### SOURCE PASSAGE
When we observe the amazing circulation of the blood and the beating of the heart which we cannot yet explain, the more we enter into the incredible design and intricate purposefulness that we see in our world. We are drawn to the same conclusion as Einstein, that there is an intellect who originally planned whatever evolutionary process may have brought about our existence or may not have brought about our existence; there has to have been an intellect behind it.

And since we are persons, that intellect has to be at least as personable as we are. We’ve also observed the fact that not only is there incredible design and intricate purposefulness in the world, but we’ve seen, too, that despite all our desire to be selfish, petty people who are always fighting our corner, we have discovered within ourselves a higher kind of desire that makes us want to be unselfish.

Even though it’s easier to be selfish, we want to be unselfish. Even though it’s easier for us to be cowardly, we want to be courageous. So, we’ve seen inside ourselves another tendency that suggests there comes from outer space to us certain standards of life that are higher than those we naturally take to ourselves.

So, because of the evidence of design and order in our universe, because of our own personableness, and because of this sense of moral obligation we have within us that keeps contradicting and making awkward all our failures, we have concluded there is circumstantial evidence around us that there must be, somewhere, an intellect — a personal intellect, a Supreme Being of some kind — that has been responsible for the origin of our world.

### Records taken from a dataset
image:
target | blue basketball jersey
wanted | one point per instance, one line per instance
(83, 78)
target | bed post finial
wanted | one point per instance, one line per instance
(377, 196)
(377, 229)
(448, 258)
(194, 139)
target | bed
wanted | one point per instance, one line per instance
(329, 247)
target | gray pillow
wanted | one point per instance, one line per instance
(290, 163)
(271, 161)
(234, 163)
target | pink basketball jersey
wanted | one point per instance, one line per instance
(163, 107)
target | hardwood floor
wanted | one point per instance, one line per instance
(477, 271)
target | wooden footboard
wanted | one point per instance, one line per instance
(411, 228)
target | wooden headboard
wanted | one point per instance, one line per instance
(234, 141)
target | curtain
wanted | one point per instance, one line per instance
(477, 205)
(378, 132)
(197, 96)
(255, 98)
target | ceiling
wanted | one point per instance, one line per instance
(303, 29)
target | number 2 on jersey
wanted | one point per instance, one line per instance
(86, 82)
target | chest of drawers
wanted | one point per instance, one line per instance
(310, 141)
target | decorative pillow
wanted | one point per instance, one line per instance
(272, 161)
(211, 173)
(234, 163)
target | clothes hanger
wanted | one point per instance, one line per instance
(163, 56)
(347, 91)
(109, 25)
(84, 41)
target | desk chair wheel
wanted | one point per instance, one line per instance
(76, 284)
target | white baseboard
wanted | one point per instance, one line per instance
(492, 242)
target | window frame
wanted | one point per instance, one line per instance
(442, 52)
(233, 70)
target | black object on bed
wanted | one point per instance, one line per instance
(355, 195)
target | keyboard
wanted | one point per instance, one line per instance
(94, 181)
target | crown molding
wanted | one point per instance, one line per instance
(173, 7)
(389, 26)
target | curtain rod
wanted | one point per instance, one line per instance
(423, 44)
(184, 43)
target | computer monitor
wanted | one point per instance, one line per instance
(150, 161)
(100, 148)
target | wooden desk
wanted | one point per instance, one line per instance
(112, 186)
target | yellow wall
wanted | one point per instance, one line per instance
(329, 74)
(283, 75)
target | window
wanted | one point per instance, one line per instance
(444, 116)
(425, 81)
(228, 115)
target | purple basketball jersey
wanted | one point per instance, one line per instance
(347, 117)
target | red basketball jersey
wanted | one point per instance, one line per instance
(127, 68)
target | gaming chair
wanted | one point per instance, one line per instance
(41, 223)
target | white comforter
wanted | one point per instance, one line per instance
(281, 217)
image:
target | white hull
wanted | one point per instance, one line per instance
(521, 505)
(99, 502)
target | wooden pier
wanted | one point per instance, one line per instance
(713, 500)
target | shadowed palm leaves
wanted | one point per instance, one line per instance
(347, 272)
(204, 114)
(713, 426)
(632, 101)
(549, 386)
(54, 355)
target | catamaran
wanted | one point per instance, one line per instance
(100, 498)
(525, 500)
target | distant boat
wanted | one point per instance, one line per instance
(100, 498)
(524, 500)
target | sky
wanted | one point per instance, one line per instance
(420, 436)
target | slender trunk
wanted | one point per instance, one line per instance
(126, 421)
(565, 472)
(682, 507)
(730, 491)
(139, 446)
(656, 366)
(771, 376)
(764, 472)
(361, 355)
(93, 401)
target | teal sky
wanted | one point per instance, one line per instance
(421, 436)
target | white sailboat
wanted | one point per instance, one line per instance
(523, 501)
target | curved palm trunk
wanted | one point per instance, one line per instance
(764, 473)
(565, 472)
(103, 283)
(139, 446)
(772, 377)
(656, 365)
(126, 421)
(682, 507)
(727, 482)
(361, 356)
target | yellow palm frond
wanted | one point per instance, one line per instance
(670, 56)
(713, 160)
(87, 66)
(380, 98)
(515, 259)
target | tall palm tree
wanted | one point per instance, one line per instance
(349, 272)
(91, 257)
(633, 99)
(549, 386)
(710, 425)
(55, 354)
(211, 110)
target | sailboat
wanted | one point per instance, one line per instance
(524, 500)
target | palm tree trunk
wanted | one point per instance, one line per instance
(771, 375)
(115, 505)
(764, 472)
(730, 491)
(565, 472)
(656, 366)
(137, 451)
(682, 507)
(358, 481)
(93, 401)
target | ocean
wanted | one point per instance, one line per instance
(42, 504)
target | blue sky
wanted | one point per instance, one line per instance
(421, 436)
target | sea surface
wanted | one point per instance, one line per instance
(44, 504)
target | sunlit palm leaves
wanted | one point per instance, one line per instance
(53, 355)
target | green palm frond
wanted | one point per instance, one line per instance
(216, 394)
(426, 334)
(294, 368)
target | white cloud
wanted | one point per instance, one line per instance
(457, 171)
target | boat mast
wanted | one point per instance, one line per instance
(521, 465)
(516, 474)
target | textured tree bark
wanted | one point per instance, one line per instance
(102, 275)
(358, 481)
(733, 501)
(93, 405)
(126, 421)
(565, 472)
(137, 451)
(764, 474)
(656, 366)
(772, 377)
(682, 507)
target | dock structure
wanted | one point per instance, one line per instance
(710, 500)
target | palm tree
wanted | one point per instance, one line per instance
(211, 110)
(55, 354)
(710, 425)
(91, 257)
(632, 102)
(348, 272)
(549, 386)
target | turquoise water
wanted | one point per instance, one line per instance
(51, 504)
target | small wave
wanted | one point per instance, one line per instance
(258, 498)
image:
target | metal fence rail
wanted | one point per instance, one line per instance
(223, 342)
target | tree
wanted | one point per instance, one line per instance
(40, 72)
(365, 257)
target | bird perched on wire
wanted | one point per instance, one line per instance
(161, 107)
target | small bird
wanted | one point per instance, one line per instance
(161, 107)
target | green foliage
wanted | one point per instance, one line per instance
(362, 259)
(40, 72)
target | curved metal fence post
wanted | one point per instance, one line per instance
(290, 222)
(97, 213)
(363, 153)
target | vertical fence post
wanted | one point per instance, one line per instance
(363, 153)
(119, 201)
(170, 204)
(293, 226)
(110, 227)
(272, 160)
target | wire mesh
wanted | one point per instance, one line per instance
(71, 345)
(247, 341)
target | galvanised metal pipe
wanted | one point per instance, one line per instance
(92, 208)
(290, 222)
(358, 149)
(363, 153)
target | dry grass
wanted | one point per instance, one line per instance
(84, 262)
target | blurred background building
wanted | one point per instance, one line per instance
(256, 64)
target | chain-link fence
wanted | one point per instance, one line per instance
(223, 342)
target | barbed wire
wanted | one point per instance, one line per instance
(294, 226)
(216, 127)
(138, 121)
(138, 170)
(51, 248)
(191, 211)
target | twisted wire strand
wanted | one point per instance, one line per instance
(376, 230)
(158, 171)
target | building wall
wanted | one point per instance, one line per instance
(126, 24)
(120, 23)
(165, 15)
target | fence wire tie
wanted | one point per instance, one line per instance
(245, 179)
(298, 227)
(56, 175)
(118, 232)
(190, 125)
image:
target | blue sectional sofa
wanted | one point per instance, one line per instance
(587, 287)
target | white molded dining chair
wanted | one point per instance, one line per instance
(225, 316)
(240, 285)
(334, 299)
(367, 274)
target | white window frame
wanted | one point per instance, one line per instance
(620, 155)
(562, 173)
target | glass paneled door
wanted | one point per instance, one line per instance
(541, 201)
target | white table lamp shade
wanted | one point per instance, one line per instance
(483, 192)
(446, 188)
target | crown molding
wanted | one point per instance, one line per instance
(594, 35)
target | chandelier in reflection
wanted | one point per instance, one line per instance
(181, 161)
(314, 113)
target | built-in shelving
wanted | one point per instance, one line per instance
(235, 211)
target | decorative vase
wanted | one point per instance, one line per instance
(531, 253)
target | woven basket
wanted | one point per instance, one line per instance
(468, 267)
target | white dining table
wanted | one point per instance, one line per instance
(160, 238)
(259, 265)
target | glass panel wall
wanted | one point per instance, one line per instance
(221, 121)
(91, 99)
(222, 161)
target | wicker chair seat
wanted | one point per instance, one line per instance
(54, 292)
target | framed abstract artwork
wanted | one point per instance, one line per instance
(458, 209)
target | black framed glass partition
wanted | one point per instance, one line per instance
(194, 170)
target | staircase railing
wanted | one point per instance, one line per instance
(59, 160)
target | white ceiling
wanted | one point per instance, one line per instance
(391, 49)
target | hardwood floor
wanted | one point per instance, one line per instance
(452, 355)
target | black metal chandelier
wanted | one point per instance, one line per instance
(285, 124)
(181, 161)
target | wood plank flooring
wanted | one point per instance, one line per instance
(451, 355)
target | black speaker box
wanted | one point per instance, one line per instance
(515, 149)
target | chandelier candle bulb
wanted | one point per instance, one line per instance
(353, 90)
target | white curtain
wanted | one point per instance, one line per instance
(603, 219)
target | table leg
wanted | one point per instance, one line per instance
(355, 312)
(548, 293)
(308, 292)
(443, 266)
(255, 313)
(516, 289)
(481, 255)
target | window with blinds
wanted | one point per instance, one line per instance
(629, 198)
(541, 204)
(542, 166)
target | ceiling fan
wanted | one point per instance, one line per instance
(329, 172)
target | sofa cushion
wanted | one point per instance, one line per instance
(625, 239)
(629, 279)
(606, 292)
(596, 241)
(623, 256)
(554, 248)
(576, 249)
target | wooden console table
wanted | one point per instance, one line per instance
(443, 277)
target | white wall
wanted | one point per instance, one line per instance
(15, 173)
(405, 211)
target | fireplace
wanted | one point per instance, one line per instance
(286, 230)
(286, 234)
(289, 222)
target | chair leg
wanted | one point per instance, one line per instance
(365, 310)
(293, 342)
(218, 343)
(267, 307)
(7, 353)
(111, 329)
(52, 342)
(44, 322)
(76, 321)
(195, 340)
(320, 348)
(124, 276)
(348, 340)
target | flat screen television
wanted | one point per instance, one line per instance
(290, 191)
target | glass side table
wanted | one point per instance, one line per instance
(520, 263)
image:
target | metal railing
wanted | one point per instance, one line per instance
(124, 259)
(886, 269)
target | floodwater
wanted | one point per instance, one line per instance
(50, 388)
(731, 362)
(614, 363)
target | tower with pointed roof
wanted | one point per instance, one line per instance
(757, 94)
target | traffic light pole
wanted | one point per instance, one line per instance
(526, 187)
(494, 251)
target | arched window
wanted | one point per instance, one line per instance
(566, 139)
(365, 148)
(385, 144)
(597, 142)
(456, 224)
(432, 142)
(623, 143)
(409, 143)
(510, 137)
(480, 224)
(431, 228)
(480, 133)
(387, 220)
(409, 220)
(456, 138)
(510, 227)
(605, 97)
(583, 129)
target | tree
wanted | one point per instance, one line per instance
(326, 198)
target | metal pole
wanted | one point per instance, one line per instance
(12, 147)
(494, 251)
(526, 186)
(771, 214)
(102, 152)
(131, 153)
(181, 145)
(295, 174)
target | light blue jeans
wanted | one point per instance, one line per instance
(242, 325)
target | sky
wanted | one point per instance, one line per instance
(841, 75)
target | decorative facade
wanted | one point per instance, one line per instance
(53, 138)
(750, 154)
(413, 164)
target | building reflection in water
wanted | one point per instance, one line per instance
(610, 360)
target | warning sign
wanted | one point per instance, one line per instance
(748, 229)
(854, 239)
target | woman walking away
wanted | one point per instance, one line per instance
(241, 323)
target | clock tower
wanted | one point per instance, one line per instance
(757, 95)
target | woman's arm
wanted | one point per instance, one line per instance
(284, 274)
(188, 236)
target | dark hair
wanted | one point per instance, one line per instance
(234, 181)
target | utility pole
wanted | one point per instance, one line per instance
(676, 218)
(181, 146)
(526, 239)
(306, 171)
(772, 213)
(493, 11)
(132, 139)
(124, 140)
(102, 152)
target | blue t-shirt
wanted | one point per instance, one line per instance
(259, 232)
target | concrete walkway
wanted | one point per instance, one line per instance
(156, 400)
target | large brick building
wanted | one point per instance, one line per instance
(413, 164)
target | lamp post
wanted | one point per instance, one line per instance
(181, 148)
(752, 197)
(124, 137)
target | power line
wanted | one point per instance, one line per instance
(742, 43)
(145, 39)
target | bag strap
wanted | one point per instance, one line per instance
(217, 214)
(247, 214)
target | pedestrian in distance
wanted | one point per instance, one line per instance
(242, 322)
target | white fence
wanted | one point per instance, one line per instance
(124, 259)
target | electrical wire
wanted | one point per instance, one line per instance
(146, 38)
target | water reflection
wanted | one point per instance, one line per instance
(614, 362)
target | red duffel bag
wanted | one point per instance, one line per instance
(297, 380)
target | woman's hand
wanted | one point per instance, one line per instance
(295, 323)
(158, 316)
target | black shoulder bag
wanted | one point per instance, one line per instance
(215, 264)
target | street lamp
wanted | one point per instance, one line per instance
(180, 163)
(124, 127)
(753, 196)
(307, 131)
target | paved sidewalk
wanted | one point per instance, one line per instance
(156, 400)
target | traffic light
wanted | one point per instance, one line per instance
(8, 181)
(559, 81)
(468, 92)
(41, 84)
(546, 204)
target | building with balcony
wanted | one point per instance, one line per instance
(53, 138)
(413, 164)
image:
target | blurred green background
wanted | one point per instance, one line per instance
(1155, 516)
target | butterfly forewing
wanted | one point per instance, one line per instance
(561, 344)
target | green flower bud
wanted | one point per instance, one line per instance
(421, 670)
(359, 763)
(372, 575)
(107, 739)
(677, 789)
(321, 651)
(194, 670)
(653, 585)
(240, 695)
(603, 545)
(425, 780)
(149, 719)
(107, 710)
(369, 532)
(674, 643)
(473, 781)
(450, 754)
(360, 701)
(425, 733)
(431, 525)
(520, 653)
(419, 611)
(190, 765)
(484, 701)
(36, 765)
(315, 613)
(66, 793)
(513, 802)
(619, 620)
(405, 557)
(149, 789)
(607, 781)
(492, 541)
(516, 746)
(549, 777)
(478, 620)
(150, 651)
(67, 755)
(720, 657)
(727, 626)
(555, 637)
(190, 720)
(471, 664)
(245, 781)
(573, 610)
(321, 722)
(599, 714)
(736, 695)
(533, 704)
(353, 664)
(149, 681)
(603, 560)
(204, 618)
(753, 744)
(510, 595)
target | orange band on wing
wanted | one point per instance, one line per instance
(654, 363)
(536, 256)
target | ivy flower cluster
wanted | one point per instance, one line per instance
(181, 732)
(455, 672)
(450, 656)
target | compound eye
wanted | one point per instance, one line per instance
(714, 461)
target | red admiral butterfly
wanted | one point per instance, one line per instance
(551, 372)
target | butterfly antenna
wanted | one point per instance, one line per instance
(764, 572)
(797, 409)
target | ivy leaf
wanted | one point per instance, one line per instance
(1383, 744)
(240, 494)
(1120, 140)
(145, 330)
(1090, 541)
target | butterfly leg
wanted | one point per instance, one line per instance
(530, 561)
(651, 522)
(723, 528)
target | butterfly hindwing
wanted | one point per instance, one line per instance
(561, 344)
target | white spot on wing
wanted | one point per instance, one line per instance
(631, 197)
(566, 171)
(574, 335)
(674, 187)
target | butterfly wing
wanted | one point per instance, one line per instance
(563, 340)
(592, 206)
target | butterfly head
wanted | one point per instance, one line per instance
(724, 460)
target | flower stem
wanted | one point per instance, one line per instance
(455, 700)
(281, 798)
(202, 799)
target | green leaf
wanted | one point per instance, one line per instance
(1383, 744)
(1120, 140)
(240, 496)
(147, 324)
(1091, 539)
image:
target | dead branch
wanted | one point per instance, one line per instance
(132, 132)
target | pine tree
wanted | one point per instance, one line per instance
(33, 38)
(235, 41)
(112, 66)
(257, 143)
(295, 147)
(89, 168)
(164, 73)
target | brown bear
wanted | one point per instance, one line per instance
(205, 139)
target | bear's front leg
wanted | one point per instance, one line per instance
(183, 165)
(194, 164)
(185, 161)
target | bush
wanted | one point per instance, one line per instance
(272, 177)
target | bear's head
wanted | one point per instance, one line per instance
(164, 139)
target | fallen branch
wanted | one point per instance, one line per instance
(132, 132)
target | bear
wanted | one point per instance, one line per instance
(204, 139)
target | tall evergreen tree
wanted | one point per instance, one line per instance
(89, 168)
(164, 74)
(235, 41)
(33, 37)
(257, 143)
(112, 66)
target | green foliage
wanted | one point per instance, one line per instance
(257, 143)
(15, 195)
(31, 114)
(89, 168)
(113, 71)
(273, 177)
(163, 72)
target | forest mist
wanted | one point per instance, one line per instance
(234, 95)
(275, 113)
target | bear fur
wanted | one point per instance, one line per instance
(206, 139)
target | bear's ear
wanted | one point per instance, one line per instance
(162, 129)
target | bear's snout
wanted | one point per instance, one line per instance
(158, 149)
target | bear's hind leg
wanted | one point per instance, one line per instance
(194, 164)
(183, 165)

### AIM 1
Answer these about the passage arguing for a Supreme Being:
(a) Whose conclusion does the passage say we are drawn to?
(b) Since we are persons, how personable must the intellect be?
(c) What three reasons does the last paragraph give for the conclusion?
### AIM 2
Pick up the passage arguing for a Supreme Being right after its last sentence and keep writing.
The records are separate material, apart from the passage arguing for a Supreme Being.

### ANSWER 1
(a) Einstein's
(b) At least as personable as we are
(c) The evidence of design and order in our universe, our own personableness, and the sense of moral obligation within us

### ANSWER 2
Now, of course, we’ve agreed that that evidence is circumstantial at this point. But, then we asked the further question: was there any empirical evidence, any “touch-and-see” evidence? If there is such a Supreme Being in the universe, and if there is such a Supreme Intellect that is responsible for our creation, has the Intellect ever communicated with us in any way? Is there any empirical evidence that has taken place?

We began to talk about the various religious leaders that have claimed to speak for this Supreme Being, and we

found they all fall into the same category of being ordinary, human beings that died like the rest of us, were buried and were known no more. Except for one remarkable human being who existed in the first century of our era.

He was a man who out shone all other religious leaders by the perfect purity and ethical perfection of his life. He out shone them and also by the intimacy he implied he had with the Supreme Being behind the universe. He said, “If you’ve seen me, you’ve seen the Father. If you worship me, you really worship the Father.”

Where all other great religious leaders were careful to disassociate themselves from claims to divinity, this man said he was divine, and that even at pain of death. Even when he was being threatened with execution, he still said, “Yes, I am the Son of the Creator of the universe.”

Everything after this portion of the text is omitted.